SET PROBLEM — Copy the data from the line containing "The service SHOULD locate every instance of the electrical" through the line containing "[[81, 304]]", keeping every line, and add -83 to each coordinate in the answers.

RECORD SET —
·····

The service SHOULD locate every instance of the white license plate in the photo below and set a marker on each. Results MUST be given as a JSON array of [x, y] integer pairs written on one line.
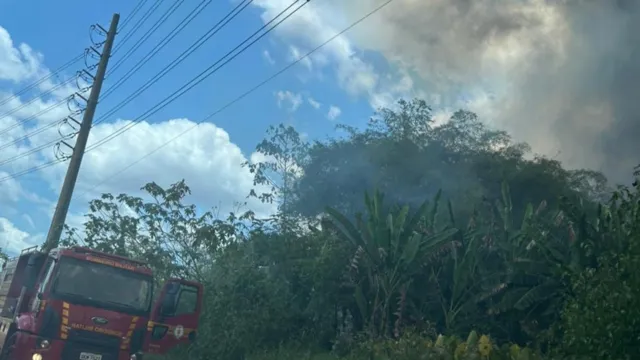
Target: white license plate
[[90, 356]]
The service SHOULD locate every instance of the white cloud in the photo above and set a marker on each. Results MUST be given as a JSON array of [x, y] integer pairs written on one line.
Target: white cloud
[[17, 63], [315, 104], [295, 53], [12, 239], [334, 112], [293, 100], [206, 158], [316, 23], [267, 56]]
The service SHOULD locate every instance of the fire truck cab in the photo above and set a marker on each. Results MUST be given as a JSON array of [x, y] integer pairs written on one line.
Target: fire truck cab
[[82, 304]]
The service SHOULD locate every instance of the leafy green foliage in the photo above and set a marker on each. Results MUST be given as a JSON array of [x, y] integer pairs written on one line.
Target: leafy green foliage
[[459, 231]]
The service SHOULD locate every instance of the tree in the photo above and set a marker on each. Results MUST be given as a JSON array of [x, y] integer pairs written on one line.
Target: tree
[[276, 165]]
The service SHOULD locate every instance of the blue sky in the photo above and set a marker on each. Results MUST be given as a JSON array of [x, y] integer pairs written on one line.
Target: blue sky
[[521, 78], [313, 96]]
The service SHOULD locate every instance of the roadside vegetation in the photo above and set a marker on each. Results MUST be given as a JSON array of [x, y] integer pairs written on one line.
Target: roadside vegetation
[[402, 240]]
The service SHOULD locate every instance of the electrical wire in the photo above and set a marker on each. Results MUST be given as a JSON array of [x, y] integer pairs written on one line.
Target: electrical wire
[[137, 26], [242, 96], [196, 45], [132, 15], [174, 6], [36, 98], [43, 79], [172, 34], [229, 104], [33, 117], [206, 73], [31, 134]]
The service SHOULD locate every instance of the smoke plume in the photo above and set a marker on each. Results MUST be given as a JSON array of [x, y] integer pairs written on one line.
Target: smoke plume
[[562, 75]]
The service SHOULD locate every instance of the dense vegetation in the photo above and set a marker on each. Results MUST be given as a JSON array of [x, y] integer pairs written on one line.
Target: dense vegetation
[[403, 240]]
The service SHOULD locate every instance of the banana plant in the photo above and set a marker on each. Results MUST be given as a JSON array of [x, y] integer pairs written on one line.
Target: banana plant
[[394, 248]]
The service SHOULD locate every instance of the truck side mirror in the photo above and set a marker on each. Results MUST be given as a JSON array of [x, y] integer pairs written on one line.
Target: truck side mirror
[[34, 265], [168, 307], [170, 299]]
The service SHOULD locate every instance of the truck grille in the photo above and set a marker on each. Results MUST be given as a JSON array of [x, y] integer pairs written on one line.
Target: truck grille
[[80, 341]]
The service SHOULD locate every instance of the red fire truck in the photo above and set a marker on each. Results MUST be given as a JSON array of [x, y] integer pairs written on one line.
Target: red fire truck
[[81, 304]]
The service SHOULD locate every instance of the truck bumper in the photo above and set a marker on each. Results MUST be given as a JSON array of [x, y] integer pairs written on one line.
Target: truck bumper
[[31, 349]]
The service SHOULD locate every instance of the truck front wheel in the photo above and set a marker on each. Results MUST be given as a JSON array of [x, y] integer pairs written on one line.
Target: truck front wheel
[[8, 347]]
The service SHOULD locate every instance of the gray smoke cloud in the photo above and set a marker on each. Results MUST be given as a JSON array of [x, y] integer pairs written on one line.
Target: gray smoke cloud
[[562, 75]]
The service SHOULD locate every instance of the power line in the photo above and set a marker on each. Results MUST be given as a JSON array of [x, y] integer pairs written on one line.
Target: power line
[[242, 96], [43, 79], [196, 45], [229, 104], [135, 10], [34, 99], [138, 24], [31, 134], [174, 6], [172, 34], [30, 170], [206, 73], [35, 116]]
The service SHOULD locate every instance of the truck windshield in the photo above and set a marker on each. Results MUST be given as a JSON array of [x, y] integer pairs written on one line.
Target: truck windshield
[[102, 285]]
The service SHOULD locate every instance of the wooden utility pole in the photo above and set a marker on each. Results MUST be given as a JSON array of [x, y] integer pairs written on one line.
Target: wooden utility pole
[[66, 193]]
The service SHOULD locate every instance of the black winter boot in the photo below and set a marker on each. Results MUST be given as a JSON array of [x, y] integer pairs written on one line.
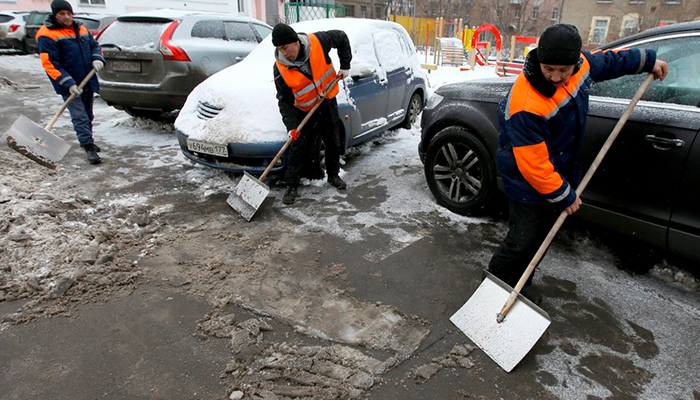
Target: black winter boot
[[290, 195], [93, 158], [337, 182]]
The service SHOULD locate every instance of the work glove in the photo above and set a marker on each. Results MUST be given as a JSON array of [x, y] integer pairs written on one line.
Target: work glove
[[98, 65], [294, 134], [74, 89]]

·····

ANSWER TO THE PROBLEM —
The service SHOULD locate every instance of the electrical wire in the photo above and set a marker on each. Results MUST be given as a JSON array of [x, y] integer pairs written on one line.
Target: electrical wire
[[54, -57], [159, 13], [113, -38], [49, -68], [91, -77], [-47, 15], [-40, -4], [89, -49], [146, 21], [-50, 34], [123, -10], [-52, 51]]
The service SHOULD locate every instance of the smoke plume in the photo above and set a marker on each. Results MUST be given as a JSON array of [x, y] integer pairs written on one line.
Target: smoke plume
[[479, -8]]
The service SHOULD locate every instance of the dense vegetation in the photo above and set a marker on each. Results MUST be given as a JSON array of [x, y] integer pairs written on one line.
Target: dense vegetation
[[320, 157]]
The service SHOULD locate every instance of the banana plant in the photo above and set a marker on each. Results MUST be given as a JSON array of [x, y] integer pairs written on one line.
Target: banana plant
[[311, 165]]
The service SHOULD locate every instance of the truck side mirror in the photo above and set a marker on each. Results MUST be given as a JSON array of [x, y] integer pairs written on one line.
Target: truck side mirror
[[-49, 182], [85, 224], [87, 216]]
The service SHOULD locate every instance of the truck grille in the photo above and set a marker on each. Results MUST be given as a JSON array of [x, y] integer pairs written on one line.
Target: truck grille
[[-3, 258]]
The service SHOULD locate every instance of the red fire truck in the photo above and set a marker on each. Results MUST be given as a JSON array of [x, y] integer pairs written on one line.
Target: red fire truck
[[-2, 221]]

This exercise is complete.